● **TEXTO EXIBIDO**
Falta de mão de obra e excesso de trabalhadores

O Ministério da Política Social da Ucrânia estimou que havia 4,6 milhões de pessoas deslocadas internamente em janeiro de 2025 por conta da guerra. Muitas delas trabalhavam em regiões devastadas e não conseguiam encontrar empregos nas novas áreas para onde se mudaram. A taxa de desemprego em 2022 estava em torno de 20%, segundo Nikolaychuk.

Nikolaychuk explicou: “Um grande número de empresas foi destruído, houve um deslocamento interno massivo e muitas pessoas migraram para o exterior.”

Depois de 2022, as empresas que precisavam de mão de obra encontraram dificuldades devido à migração e à mobilização nas Forças Armadas. Os poucos que ficaram nem sempre tinham as habilidades que a nova economia da Ucrânia exigia. “A demanda aumentou em setores que anteriormente não precisavam de tantos funcionários, como na fabricação de drones”, destacou Nikolaychuk.

A crescente demanda militar fez com que a participação da administração pública e do setor de defesa no PIB da Ucrânia aumentasse de 6% para 22%, criando uma pressão adicional na economia. “Nem sempre é possível redirecionar um metalúrgico para trabalhar com costura”, brincou.

Ainda em 2024, o NBU estimou que a taxa de desemprego estava em 13%, resultado da falta de correspondência entre a oferta e a demanda de trabalho, o que continua a pressionar a economia. “Ainda existe uma alta demanda por trabalhadores, mas eles não conseguem ser atendidos, e por isso o desemprego permanece elevado”, disse Nikolaychuk.

● **MATERIAL FORNECIDO**
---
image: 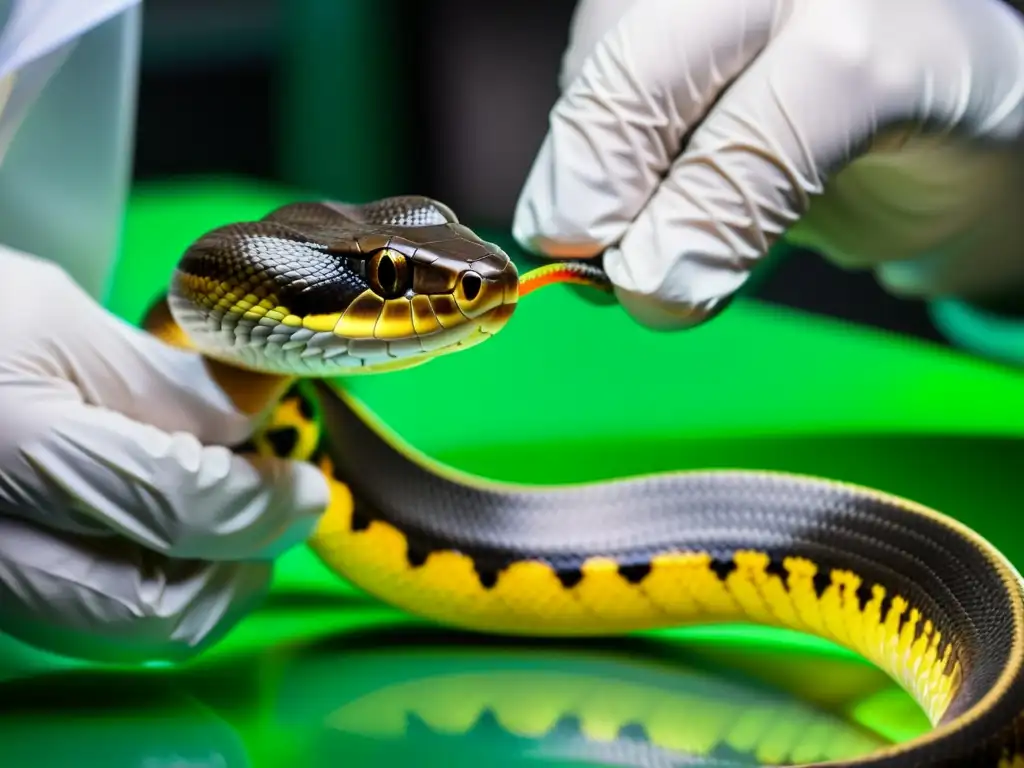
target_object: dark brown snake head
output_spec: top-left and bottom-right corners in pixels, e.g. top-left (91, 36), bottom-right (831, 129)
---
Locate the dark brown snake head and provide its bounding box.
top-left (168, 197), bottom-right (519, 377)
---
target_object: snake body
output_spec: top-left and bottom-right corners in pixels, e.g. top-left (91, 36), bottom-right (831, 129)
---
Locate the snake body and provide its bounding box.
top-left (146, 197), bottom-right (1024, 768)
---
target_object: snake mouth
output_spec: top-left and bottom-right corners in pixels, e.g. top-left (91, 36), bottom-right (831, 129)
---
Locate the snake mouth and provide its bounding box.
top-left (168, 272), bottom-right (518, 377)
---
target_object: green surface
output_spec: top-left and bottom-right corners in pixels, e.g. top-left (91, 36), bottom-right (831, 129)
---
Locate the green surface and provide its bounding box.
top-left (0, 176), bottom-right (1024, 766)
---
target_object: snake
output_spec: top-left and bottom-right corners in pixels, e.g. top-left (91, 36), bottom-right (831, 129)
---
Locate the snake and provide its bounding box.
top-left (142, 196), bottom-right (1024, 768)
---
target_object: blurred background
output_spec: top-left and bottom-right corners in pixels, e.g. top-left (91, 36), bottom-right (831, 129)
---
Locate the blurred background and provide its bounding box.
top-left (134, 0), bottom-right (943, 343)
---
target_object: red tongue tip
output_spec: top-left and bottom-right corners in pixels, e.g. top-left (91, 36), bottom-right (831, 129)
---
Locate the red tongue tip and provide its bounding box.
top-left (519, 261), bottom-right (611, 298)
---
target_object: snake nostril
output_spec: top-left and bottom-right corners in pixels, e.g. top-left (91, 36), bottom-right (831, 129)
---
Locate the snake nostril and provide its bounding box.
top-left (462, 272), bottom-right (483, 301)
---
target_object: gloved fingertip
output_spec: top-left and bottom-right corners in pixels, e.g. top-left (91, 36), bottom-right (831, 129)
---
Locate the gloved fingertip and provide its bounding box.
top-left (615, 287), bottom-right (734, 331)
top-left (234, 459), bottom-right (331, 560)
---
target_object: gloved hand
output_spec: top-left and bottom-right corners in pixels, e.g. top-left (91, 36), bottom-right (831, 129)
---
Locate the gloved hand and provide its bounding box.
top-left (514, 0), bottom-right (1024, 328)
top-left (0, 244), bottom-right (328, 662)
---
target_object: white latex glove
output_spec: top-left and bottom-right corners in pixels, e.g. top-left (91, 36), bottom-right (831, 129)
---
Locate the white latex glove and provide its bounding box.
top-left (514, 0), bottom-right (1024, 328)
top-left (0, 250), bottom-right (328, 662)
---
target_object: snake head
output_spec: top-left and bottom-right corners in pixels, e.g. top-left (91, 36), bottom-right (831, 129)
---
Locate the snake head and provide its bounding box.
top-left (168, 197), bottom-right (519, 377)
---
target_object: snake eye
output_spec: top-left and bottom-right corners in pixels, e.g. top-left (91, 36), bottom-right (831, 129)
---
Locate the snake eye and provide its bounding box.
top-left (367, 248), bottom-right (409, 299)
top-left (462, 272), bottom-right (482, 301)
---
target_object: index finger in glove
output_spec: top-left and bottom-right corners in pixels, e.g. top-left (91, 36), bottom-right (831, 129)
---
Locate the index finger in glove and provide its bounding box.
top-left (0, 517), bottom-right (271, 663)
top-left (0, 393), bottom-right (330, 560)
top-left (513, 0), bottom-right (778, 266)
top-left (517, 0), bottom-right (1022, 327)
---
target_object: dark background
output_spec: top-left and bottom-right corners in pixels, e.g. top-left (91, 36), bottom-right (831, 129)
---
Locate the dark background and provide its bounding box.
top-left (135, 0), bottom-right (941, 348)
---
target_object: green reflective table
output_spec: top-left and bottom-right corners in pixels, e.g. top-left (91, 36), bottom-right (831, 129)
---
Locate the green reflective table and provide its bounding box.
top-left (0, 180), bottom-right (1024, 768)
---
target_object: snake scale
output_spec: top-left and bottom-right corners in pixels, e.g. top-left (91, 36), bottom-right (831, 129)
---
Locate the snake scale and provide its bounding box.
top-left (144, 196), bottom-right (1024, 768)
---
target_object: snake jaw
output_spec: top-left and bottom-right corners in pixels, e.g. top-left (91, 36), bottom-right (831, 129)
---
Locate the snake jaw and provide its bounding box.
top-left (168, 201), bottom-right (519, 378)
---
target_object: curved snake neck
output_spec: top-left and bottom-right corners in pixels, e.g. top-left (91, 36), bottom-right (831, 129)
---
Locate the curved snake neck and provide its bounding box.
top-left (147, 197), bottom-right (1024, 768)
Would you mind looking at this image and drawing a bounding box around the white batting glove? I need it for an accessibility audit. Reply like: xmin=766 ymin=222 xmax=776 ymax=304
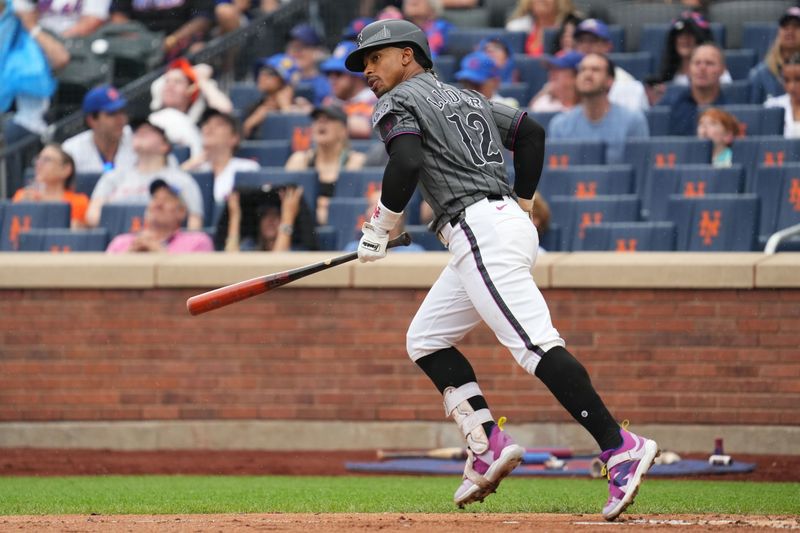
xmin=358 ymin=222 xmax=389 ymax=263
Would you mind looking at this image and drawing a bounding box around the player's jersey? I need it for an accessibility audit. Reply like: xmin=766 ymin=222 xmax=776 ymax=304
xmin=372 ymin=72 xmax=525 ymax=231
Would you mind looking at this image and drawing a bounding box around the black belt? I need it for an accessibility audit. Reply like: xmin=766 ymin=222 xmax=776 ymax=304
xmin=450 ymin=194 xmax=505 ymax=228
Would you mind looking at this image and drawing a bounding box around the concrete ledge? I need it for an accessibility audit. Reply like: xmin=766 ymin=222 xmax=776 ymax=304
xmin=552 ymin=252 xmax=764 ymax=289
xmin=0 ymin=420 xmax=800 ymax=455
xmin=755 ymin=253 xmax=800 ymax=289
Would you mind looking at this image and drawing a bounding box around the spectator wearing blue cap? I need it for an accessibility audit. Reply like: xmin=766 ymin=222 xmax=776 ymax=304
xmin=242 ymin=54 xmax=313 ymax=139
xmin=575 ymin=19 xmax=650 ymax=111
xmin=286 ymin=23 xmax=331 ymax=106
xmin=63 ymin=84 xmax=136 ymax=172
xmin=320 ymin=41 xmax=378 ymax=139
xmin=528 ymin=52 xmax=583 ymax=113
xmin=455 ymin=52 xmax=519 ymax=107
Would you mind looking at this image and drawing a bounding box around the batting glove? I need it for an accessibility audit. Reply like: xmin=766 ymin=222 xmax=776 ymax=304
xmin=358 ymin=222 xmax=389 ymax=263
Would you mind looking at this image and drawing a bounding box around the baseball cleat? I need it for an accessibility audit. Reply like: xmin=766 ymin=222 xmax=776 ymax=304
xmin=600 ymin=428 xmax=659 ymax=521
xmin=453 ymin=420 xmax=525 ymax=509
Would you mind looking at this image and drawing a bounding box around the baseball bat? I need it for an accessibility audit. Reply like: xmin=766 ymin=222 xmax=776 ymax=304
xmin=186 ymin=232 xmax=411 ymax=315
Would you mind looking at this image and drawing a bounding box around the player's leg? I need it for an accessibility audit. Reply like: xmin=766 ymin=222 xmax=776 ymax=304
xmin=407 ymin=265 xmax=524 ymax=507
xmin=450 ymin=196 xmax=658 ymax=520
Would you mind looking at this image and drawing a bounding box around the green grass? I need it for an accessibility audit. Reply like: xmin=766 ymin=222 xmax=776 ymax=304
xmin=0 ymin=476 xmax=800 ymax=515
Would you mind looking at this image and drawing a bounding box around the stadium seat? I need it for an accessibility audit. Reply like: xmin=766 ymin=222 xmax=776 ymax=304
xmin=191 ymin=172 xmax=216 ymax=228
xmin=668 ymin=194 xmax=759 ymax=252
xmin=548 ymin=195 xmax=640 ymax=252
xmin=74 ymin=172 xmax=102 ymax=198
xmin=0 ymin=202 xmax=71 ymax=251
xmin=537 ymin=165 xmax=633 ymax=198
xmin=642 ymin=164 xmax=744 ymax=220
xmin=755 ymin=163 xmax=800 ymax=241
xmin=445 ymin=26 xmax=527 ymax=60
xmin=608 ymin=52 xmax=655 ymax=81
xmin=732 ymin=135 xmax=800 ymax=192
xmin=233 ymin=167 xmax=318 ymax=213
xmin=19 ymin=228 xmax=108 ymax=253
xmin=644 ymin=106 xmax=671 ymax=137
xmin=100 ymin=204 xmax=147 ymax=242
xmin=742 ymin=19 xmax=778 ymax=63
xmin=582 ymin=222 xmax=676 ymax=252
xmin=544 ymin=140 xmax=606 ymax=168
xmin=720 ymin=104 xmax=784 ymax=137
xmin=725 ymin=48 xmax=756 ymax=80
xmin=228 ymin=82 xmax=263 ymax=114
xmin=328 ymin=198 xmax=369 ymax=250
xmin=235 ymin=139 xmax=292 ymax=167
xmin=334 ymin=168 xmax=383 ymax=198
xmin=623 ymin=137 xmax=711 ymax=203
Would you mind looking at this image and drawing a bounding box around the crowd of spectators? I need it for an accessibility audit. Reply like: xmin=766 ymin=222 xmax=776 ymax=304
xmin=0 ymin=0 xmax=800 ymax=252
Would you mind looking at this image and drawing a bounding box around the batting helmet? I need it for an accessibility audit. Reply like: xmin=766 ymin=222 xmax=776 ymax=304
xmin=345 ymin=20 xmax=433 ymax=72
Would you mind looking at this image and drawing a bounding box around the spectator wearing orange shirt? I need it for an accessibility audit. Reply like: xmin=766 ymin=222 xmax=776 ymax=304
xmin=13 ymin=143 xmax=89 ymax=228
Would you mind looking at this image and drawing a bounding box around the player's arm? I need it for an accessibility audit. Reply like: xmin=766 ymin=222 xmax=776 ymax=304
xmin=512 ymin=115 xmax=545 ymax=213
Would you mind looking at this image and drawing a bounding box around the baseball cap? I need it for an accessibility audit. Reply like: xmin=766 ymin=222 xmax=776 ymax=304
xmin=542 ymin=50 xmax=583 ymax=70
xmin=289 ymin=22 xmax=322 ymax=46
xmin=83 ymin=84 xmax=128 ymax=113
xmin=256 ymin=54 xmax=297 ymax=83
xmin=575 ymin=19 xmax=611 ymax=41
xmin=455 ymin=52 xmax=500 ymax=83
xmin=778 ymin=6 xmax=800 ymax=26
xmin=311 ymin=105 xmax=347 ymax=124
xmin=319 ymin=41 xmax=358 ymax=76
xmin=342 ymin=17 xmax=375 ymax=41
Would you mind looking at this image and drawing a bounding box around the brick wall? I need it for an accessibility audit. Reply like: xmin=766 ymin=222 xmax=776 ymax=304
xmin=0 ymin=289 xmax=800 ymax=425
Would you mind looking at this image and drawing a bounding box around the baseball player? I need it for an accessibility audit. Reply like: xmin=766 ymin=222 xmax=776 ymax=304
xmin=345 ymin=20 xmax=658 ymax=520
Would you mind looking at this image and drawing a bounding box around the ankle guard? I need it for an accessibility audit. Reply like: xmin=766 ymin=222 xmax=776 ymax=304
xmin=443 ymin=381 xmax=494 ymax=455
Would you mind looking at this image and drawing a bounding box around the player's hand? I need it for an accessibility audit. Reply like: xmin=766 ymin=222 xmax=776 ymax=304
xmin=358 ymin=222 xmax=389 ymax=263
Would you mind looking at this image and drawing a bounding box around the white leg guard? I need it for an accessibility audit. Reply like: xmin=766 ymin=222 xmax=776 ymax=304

● **SUA TAREFA**
Reproduza palavra por palavra o trecho do texto sobre o trabalho na Ucrânia que vai de "O Ministério da" até "20%, segundo Nikolaychuk.". O material não tem nenhum papel nisto.

● **A RESPOSTA**
O Ministério da Política Social da Ucrânia estimou que havia 4,6 milhões de pessoas deslocadas internamente em janeiro de 2025 por conta da guerra. Muitas delas trabalhavam em regiões devastadas e não conseguiam encontrar empregos nas novas áreas para onde se mudaram. A taxa de desemprego em 2022 estava em torno de 20%, segundo Nikolaychuk.